## Goal 1
Extract everything from "No one thinks" down to "and control it." in the wind energy passage below, word for word.

..............................

No one thinks that wind of itself is the solution to our all our energy needs but anything that gets us out of the clutches of the global power giants and contributes to tackling the crisis we face is important. The largest Energy4All co-operative is Westmill Wind Farm in Oxfordshire. Officially opened by Jonathan Porritt of Friends of the Earth in May 2008, Westmill consists of five 1.3MW turbines, capable of generating sufficient electricity to power the equivalent of 2,500 homes. Over £4.4 million of share capital was raised from its 2,382 members, through community investment, who collectively own and control it.

The scale of the challenge is such we need to maximise all of our indigenous energy options. We need therefore to go much further. When oil was discovered in the North Sea, there was a realisation that it was going to be a long term risky business bringing it to shore, we established a public sector business to undertake this challenge -The British National Oil Corporation.

..............................

## Goal 2
Please filter the rows below and keep every line that contains the word "floor".

## Input rows
..............................

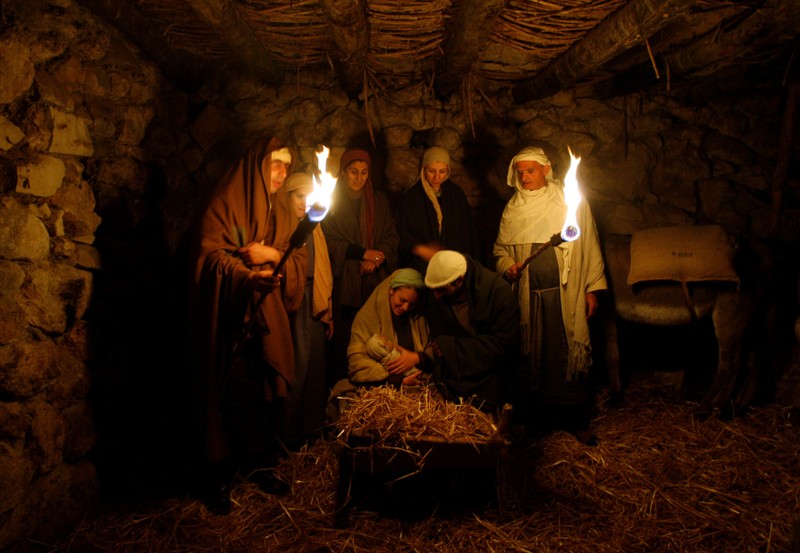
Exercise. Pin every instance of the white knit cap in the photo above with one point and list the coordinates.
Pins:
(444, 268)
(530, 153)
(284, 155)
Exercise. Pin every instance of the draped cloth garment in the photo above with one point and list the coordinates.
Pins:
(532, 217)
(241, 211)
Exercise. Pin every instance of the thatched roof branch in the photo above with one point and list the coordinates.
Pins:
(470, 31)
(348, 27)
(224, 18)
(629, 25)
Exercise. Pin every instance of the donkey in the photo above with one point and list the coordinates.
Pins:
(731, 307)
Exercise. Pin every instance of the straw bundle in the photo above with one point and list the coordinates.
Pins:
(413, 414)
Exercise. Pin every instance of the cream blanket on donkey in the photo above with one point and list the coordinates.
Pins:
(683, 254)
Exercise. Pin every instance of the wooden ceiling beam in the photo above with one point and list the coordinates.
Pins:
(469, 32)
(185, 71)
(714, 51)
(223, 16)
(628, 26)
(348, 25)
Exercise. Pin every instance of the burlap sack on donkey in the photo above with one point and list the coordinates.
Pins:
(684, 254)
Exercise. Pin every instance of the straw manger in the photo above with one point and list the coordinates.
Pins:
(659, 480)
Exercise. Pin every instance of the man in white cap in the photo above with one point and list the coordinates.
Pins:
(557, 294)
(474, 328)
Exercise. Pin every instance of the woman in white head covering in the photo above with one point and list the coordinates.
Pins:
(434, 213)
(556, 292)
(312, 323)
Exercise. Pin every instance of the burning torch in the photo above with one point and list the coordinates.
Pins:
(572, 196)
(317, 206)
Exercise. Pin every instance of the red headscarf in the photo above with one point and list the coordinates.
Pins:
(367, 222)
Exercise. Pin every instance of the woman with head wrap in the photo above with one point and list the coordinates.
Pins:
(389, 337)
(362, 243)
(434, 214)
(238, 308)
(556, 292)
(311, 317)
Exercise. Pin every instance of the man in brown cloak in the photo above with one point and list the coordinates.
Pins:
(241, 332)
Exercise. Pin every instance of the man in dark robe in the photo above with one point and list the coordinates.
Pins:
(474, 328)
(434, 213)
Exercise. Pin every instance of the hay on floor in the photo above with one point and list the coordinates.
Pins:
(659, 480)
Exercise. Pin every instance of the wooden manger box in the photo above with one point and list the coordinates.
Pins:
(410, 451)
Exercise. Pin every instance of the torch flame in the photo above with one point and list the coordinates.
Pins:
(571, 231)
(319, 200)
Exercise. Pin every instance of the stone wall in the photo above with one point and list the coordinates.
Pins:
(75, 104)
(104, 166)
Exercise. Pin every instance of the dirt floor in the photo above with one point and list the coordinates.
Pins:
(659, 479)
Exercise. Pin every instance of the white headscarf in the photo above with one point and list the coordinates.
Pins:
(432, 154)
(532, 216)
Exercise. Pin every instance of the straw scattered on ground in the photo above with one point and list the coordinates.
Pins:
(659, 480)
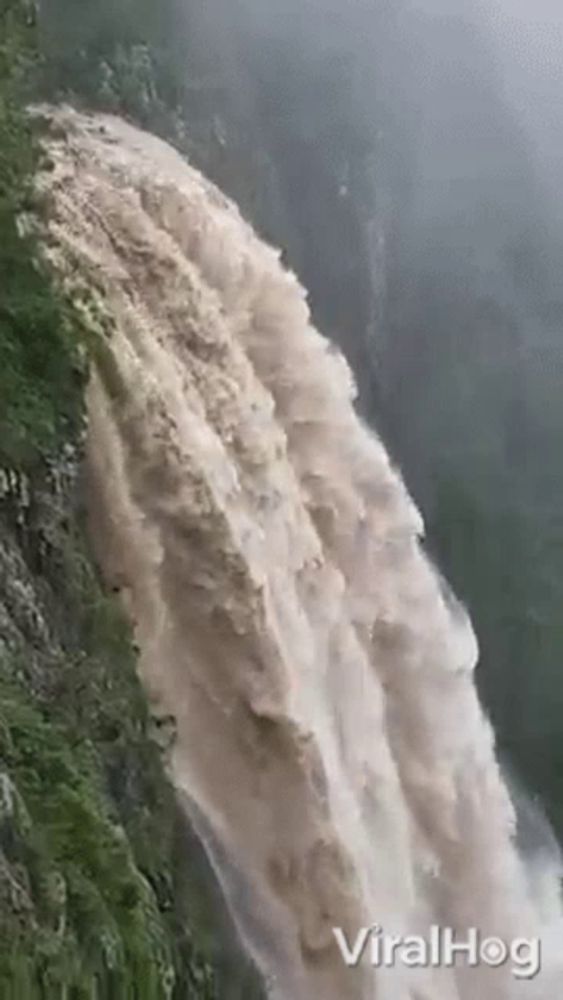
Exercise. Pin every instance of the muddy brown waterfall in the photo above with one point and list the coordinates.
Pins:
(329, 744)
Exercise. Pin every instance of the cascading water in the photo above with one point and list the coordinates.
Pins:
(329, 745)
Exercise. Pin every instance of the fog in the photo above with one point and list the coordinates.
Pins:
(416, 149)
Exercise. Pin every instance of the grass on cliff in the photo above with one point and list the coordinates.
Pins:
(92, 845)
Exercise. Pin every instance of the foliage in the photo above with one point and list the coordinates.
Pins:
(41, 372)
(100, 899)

..............................

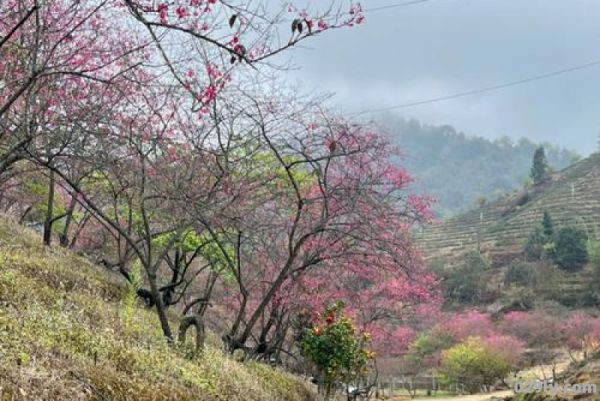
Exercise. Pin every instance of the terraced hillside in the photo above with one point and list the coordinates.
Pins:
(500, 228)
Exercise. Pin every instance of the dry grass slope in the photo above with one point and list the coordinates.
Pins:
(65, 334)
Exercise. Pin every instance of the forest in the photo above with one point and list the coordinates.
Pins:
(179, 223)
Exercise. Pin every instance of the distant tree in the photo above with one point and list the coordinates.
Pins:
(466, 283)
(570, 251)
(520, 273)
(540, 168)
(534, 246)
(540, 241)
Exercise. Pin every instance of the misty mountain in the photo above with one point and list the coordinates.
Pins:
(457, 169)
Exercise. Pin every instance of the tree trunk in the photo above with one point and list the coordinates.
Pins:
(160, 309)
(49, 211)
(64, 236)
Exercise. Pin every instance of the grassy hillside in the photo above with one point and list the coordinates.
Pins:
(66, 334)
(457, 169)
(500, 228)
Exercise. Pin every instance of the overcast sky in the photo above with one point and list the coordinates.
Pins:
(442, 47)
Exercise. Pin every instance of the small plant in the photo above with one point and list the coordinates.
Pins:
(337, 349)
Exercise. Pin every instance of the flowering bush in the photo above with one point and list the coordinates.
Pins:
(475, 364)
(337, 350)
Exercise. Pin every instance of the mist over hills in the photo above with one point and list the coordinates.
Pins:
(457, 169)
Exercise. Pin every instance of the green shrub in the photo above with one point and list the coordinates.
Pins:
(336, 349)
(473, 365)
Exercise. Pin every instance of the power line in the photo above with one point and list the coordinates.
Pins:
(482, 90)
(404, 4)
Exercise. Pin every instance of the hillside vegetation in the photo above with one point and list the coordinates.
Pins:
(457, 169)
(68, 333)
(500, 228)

..............................

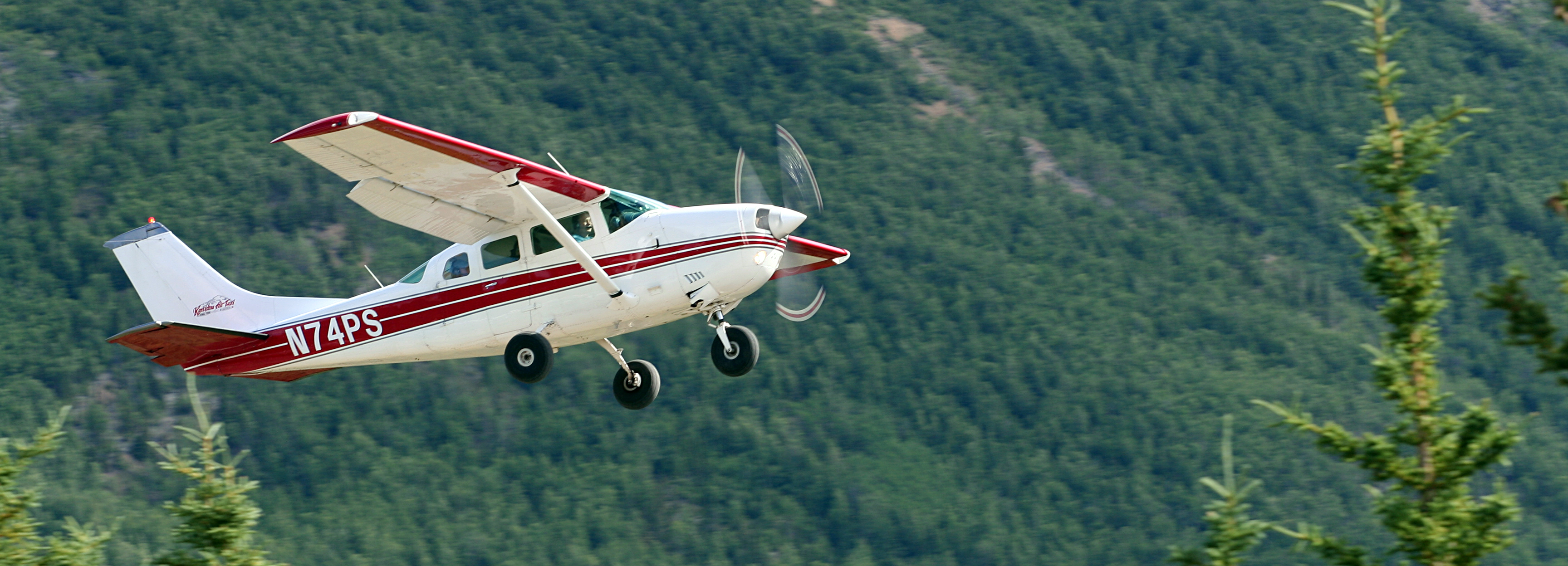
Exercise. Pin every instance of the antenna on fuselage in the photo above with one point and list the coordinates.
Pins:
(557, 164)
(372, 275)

..............................

## Exercise answer 1
No one thinks that wind of itself is the solution to our all our energy needs but anything that gets us out of the clutches of the global power giants and contributes to tackling the crisis we face is important. The largest Energy4All co-operative is Westmill Wind Farm in Oxfordshire. Officially opened by Jonathan Porritt of Friends of the Earth in May 2008, Westmill consists of five 1.3MW turbines, capable of generating sufficient electricity to power the equivalent of 2,500 homes. Over £4.4 million of share capital was raised from its 2,382 members, through community investment, who collectively own and control it.

## Exercise answer 2
Exercise. Pin every instance of the hay on floor in the photo above with one point and list the coordinates.
Exercise. Pin every instance of the dirt floor in the photo above with one point and list the coordinates.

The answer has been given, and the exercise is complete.